:: Required action ::
Set the whole listing down again, word for word, with no pictures.

:: Available data ::
________________________________________

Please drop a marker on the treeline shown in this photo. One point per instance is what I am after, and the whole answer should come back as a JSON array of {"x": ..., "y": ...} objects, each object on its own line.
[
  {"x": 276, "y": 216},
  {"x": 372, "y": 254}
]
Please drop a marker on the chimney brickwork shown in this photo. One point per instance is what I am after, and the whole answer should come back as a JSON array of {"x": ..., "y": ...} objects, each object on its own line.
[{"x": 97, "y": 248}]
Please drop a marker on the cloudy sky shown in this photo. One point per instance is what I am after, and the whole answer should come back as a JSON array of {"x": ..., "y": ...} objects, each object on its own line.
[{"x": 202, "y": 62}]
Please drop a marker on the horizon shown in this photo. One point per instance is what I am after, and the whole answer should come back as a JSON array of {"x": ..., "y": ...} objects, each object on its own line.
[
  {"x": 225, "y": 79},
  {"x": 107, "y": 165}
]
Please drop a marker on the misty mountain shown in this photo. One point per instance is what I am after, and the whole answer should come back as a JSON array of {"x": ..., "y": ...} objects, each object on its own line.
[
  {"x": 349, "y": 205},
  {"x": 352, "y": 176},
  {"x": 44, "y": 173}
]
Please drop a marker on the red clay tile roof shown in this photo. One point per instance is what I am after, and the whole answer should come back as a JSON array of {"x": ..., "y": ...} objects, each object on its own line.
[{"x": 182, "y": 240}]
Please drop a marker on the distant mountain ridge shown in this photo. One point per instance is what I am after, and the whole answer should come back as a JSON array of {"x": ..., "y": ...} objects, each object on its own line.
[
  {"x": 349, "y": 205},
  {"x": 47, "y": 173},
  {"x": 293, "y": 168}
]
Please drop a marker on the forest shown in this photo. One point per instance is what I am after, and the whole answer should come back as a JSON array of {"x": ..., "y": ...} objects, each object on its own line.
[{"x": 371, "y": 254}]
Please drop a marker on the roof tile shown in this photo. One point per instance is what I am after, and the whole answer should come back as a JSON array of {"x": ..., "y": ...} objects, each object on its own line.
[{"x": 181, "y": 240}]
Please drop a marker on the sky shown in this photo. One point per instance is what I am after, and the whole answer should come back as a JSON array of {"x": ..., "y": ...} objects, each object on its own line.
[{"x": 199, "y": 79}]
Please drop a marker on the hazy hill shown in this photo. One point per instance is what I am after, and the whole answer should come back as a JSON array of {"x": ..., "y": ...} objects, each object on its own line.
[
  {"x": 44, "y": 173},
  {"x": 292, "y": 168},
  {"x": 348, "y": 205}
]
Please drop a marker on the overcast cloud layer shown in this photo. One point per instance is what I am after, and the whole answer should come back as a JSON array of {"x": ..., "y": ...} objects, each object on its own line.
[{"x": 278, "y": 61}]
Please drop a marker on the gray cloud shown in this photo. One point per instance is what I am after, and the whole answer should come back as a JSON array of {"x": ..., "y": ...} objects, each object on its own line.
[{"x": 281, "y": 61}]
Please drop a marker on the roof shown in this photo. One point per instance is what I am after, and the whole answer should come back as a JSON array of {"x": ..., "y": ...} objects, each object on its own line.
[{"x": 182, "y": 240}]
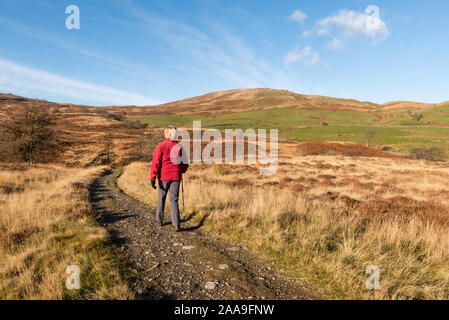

________________________________________

:: Problem solution ::
Please drop a marker on the treeline shown in this photo. One point per instance is what I am after, and the whole answer should come back as a JSON array of {"x": ..., "y": ...} objects, each object on its own line.
[
  {"x": 276, "y": 216},
  {"x": 372, "y": 254}
]
Please drop a marker on the chimney brickwork shown in this photo. One point per instance is what I am after, and the whole answer should come back as a JSON array of {"x": ..., "y": ...} objects, each object on its own line.
[{"x": 97, "y": 248}]
Please drop a marker on the cloudy sky shown in this photo. One point per instance is what I am after, and the whole answer should come back as a JSON array of {"x": ..., "y": ...} objects, each object on its own line.
[{"x": 202, "y": 62}]
Please drop a marker on the horizon shown in this photo. One point per instance is what I am after, and the whole answer should come back as a JSON array of {"x": ..., "y": ...} objects, each object on its own line.
[
  {"x": 225, "y": 79},
  {"x": 107, "y": 165}
]
Please drop a marker on the misty mountain shown in this photo. One point per instance is what I am after, and the whole answer should come back as a JSON array of {"x": ..., "y": ...} objects, each object on its own line.
[
  {"x": 349, "y": 205},
  {"x": 352, "y": 176},
  {"x": 44, "y": 173}
]
Please drop a marker on the red clay tile roof shown in this photo. One point per instance is what I am after, and the whole answer should come back as a JSON array of {"x": ..., "y": ...} objects, each object on its own line.
[{"x": 182, "y": 240}]
Please drop a marker on the distant mountain ridge shown in this photo. One point per instance is what I am after, and the whole answer should come back as a JSON array of {"x": ..., "y": ...} objects, each object on its own line.
[
  {"x": 349, "y": 205},
  {"x": 47, "y": 173},
  {"x": 293, "y": 168}
]
Please drop a marker on the forest shown in this photo. One point per instance is what I am after, and the whole answer should come back as a JSON array of {"x": ..., "y": ...} objects, each object on its own line.
[{"x": 371, "y": 254}]
Please drop a marker on the roof tile shown in this photo. One point per instance is what I am after, and the whole answer should come back as a JSON array of {"x": ..., "y": ...} objects, each object on its own line.
[{"x": 181, "y": 240}]
Please drop a marker on the sky shown in this photo. One point per instance is what I am after, and the whole answer should come back as a JSON array of {"x": ..., "y": ...} objects, each object on its own line.
[{"x": 199, "y": 79}]
Please drop a marker on the hazy hill shown in this photo. One point per instance is what I am after, and the whole answer should come back as a JSON array of {"x": ..., "y": ...} objects, each object on its own line.
[
  {"x": 44, "y": 173},
  {"x": 292, "y": 168},
  {"x": 348, "y": 205}
]
Please drop a marker on the overcast cloud layer shown in this photo. One point per instance is what I am after, and the whole answer should come back as a JSON array of {"x": ..., "y": ...} objects, each object on its own line.
[{"x": 278, "y": 61}]
Please drop a marker on the gray cloud shown in this photo. One point per instance is what I am after, and the whole answer should come back as a JSON array of {"x": ..., "y": ...} objects, each object on its own line.
[{"x": 281, "y": 61}]
Please drop a marker on the roof shown in this photo. One point per instance is what I am after, and the whole answer should come back as a JSON array of {"x": ..., "y": ...} objects, each object on its own line.
[{"x": 182, "y": 240}]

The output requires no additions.